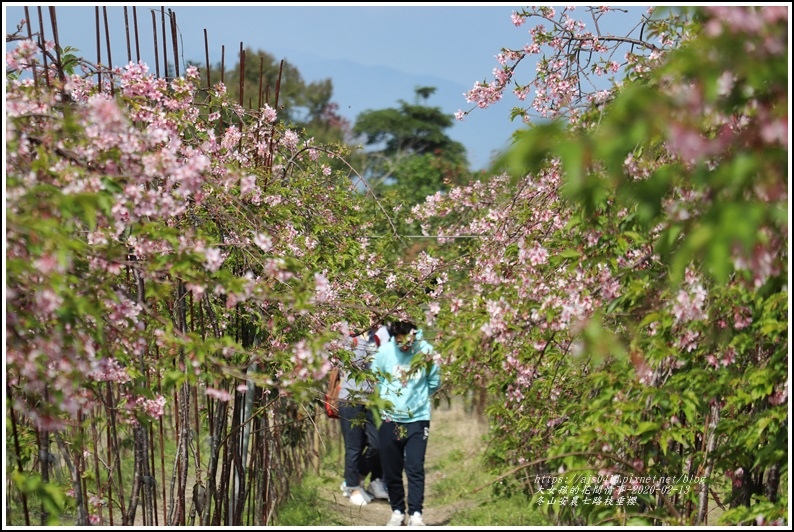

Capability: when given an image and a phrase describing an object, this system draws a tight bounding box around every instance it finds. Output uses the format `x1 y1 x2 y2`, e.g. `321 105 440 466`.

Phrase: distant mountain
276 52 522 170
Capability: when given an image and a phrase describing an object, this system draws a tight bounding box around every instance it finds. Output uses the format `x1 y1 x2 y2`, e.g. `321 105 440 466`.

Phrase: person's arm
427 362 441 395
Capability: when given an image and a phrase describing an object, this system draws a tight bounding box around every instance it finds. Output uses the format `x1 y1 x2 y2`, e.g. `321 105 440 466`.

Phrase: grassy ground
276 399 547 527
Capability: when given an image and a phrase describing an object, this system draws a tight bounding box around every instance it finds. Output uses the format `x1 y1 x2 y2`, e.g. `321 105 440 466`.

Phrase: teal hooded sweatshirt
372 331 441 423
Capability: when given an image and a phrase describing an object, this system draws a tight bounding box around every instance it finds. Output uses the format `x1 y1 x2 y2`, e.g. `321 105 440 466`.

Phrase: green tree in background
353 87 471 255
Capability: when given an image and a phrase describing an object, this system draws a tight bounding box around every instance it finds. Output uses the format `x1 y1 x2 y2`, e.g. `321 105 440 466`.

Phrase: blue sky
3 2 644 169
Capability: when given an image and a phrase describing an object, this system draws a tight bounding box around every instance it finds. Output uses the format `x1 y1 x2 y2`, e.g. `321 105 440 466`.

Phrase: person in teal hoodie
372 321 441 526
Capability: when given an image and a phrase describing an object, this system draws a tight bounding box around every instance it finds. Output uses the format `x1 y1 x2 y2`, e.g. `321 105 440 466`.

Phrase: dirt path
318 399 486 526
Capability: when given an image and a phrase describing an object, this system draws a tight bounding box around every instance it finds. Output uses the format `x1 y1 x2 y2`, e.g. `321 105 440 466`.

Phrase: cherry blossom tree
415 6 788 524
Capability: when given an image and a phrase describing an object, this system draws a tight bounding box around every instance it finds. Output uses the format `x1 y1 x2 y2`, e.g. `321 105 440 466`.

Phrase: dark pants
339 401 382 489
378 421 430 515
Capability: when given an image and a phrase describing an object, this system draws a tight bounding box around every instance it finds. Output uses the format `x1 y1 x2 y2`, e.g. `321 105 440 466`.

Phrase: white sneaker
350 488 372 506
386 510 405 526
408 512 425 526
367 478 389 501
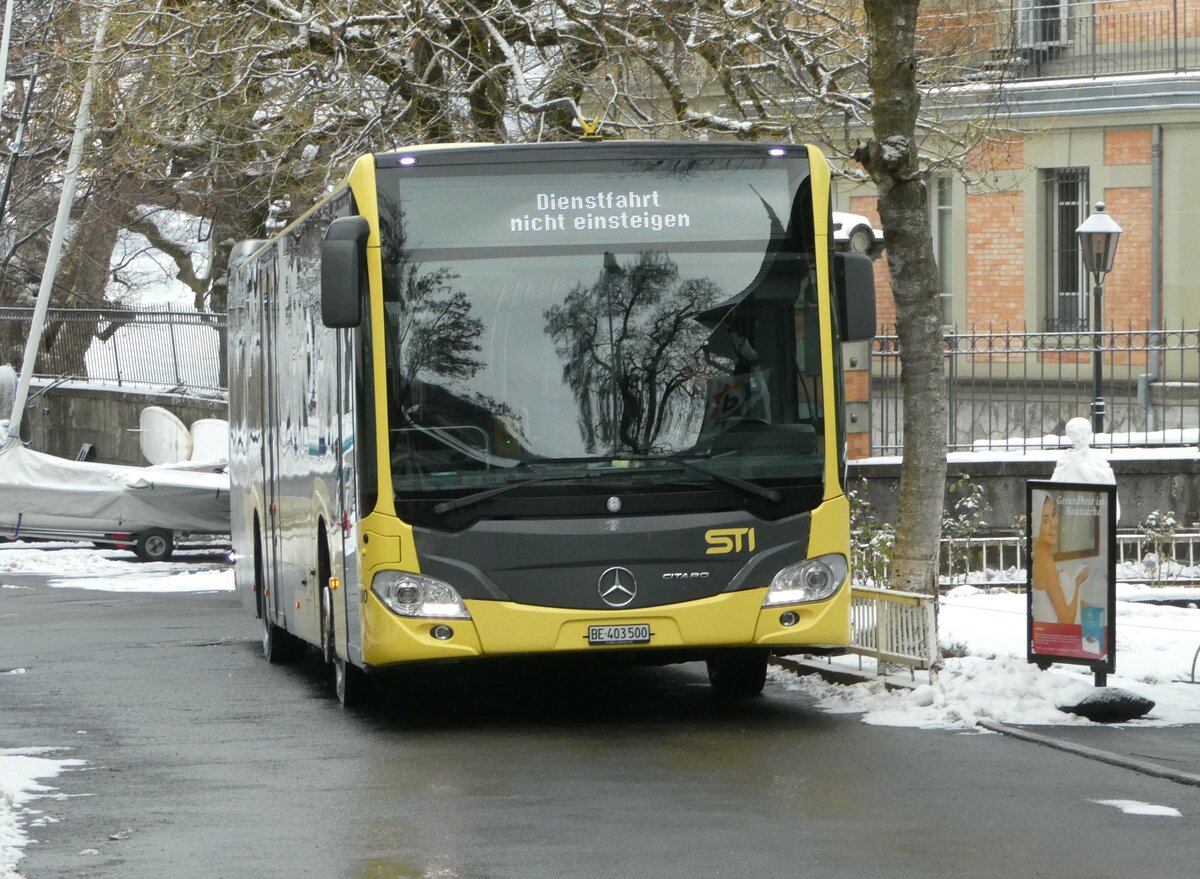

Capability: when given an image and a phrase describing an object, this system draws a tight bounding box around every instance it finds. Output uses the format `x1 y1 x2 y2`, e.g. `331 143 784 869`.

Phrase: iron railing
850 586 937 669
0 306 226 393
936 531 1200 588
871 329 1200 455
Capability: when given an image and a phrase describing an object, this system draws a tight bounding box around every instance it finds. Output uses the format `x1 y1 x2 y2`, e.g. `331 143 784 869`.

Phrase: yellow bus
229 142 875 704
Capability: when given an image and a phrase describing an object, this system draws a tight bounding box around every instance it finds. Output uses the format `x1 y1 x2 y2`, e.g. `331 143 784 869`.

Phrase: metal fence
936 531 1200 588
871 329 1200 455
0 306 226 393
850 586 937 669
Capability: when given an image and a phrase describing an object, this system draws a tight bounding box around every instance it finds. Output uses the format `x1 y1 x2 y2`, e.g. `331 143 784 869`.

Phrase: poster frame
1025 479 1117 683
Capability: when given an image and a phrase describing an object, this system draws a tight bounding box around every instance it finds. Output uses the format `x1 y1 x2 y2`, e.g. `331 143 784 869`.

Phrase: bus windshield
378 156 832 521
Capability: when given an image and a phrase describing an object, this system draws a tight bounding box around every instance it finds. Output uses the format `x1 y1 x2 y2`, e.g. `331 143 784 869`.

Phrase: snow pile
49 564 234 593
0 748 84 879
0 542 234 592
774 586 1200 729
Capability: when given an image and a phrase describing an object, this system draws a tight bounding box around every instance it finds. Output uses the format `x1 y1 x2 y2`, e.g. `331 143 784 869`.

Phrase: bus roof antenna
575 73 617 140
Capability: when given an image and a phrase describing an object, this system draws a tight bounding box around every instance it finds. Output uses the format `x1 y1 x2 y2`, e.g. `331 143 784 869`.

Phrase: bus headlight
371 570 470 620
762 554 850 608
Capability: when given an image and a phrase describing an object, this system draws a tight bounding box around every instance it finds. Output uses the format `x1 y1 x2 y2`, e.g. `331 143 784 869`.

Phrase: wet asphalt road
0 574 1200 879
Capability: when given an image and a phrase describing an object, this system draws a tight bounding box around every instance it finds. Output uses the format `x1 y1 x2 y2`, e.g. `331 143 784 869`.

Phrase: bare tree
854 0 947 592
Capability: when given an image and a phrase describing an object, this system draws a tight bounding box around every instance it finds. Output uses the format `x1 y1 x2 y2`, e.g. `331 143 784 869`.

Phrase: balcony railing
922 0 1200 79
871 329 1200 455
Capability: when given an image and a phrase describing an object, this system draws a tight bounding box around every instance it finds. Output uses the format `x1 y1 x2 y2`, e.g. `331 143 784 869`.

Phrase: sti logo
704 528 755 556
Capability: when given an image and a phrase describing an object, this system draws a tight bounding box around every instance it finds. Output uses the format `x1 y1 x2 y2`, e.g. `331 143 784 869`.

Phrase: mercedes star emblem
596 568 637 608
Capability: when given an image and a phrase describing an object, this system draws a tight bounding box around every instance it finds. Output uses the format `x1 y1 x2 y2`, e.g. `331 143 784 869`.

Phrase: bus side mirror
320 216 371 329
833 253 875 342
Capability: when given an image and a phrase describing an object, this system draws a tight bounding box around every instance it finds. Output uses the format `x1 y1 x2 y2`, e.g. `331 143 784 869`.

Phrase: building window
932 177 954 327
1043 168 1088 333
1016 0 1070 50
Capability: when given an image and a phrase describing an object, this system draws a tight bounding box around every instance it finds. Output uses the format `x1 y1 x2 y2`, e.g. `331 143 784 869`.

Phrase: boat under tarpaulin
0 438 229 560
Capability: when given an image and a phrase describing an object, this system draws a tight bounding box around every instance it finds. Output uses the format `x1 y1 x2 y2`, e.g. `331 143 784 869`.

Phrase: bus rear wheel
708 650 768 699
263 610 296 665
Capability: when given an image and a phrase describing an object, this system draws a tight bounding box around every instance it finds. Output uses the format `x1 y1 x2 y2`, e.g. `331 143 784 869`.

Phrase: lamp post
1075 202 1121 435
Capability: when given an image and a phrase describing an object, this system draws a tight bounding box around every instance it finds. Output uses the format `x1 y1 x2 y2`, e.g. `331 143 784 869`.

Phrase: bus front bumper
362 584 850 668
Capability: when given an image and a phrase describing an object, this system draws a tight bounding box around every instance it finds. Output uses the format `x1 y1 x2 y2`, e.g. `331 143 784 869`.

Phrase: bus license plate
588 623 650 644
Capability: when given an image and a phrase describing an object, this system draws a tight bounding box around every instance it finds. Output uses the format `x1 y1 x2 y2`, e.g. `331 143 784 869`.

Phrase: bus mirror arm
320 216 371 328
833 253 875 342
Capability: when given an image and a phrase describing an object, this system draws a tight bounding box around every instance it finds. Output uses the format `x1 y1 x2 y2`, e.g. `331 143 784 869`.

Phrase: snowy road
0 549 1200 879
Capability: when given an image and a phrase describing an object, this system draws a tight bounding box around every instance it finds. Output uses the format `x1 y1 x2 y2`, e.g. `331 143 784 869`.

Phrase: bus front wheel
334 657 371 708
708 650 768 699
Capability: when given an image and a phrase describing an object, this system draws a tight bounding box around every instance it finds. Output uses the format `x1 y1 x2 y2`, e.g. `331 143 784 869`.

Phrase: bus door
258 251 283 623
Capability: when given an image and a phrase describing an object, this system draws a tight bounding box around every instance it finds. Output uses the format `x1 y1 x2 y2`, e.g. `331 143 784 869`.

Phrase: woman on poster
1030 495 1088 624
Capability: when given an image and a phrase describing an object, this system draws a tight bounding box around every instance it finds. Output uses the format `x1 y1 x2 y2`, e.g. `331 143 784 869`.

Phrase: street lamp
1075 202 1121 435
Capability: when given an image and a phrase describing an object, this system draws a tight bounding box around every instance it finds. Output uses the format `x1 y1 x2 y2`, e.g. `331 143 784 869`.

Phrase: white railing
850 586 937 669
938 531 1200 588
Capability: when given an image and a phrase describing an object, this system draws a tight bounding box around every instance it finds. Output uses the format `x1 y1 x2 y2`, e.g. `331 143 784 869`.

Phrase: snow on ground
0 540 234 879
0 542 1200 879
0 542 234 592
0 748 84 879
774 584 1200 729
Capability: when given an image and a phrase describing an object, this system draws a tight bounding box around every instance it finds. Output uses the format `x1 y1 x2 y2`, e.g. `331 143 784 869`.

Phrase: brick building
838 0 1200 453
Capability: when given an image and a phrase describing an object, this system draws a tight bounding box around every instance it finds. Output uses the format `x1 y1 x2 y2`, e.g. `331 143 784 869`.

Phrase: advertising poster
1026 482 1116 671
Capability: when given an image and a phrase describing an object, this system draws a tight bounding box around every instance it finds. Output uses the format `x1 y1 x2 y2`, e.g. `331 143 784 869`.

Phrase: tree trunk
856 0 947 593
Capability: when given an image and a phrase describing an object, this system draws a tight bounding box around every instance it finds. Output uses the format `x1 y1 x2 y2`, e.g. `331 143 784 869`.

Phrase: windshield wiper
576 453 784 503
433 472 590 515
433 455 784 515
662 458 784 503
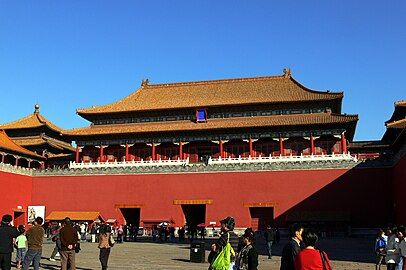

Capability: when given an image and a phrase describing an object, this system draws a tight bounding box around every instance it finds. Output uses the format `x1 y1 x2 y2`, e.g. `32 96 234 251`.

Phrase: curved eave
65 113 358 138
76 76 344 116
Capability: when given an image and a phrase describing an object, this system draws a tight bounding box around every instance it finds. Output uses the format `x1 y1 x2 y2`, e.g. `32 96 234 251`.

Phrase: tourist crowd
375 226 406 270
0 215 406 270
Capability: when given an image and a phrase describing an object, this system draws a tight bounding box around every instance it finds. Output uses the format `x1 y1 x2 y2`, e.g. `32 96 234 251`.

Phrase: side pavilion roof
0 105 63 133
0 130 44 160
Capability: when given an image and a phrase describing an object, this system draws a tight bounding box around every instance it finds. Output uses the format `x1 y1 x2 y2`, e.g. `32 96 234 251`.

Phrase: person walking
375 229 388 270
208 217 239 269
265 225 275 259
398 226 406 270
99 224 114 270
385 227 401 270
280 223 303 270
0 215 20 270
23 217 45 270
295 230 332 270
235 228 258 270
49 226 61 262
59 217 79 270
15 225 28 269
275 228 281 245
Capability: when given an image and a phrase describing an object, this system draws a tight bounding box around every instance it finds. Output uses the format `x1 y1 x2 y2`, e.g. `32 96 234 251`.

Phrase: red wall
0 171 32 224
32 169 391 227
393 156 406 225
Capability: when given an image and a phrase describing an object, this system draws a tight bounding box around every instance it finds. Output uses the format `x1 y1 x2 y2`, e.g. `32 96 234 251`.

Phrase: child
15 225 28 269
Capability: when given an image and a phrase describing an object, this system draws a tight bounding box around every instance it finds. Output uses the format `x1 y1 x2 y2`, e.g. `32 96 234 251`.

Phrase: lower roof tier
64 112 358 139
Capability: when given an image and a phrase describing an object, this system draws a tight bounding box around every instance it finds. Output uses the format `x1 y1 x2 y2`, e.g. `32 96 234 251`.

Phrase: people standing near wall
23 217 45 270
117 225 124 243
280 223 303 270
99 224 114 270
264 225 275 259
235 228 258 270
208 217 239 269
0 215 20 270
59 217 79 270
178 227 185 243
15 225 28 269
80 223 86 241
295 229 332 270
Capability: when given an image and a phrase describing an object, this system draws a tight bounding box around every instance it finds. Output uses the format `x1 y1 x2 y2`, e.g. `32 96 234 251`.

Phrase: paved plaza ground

DESCRIPTION OF THE TASK: Reproduce the lines from the start of the records up to and including the line with "276 399 547 527", leaving out the pictures.

FULL OUTPUT:
Capability: when given an image and a phrase describing an object, this system draws a tight bounding box around every instance it finds. Output uses the format `x1 y1 x2 y2`, e.g. `321 105 440 466`.

Phrase: distant mountain
276 52 522 170
Capability: when given an image and a phrase describing an object, this system draws a tight bounding box around every instance it finds. Output uses the format `x1 y1 x2 y2`, e.g. `321 105 440 466`.

Phrase: person's arm
427 362 441 395
Capability: when given an image and a phrase describing an object, this system draws a tight bounding box around every instance it finds. Output uses the format `x1 y1 x2 y2`, e.g. `321 105 440 466`.

Phrase: grassy ground
276 399 547 527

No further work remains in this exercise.